Coordinate labeling data:
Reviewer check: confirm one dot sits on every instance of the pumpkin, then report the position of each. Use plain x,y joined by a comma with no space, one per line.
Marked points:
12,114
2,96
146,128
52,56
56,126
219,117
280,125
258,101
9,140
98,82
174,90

-- YOUR TASK --
Please reproduce every line of the records above, requests included, rescaling each coordinate in the answers by 0.2 and rounding to the nearest whole number, with halves rounded up.

-- SOLVED PROBLEM --
Reviewer check: confirm one dot sits on every instance of the pumpkin, then report the position of each. Use plain x,y joined by a comma with no space, one per line.
Marked points:
2,23
0,19
29,26
10,11
11,25
44,23
56,25
52,20
2,28
20,16
35,18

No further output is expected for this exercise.